■ Provided records
^^^^^^^^
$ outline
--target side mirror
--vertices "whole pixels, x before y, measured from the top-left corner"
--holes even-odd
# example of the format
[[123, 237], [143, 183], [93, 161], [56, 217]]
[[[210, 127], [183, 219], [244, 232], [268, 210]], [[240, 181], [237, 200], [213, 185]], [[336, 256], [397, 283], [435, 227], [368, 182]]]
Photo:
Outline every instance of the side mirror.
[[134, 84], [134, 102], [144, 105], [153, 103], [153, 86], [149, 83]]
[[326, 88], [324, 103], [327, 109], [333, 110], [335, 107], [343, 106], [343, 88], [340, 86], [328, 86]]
^^^^^^^^
■ Directions for this task
Reproduce the listing above verbatim, keeping every line and character unchanged.

■ Full response
$ outline
--target side mirror
--vertices "whole pixels, x before y, measured from the top-left corner"
--holes even-odd
# example of the format
[[123, 237], [143, 183], [93, 161], [56, 217]]
[[[210, 127], [183, 219], [244, 232], [268, 210]], [[240, 181], [237, 200], [213, 185]], [[336, 256], [397, 283], [435, 227], [368, 182]]]
Photo:
Outline every instance of the side mirror.
[[134, 84], [134, 102], [144, 105], [153, 103], [153, 86], [149, 83]]
[[326, 88], [324, 103], [327, 109], [333, 110], [335, 107], [343, 106], [343, 88], [340, 86], [328, 86]]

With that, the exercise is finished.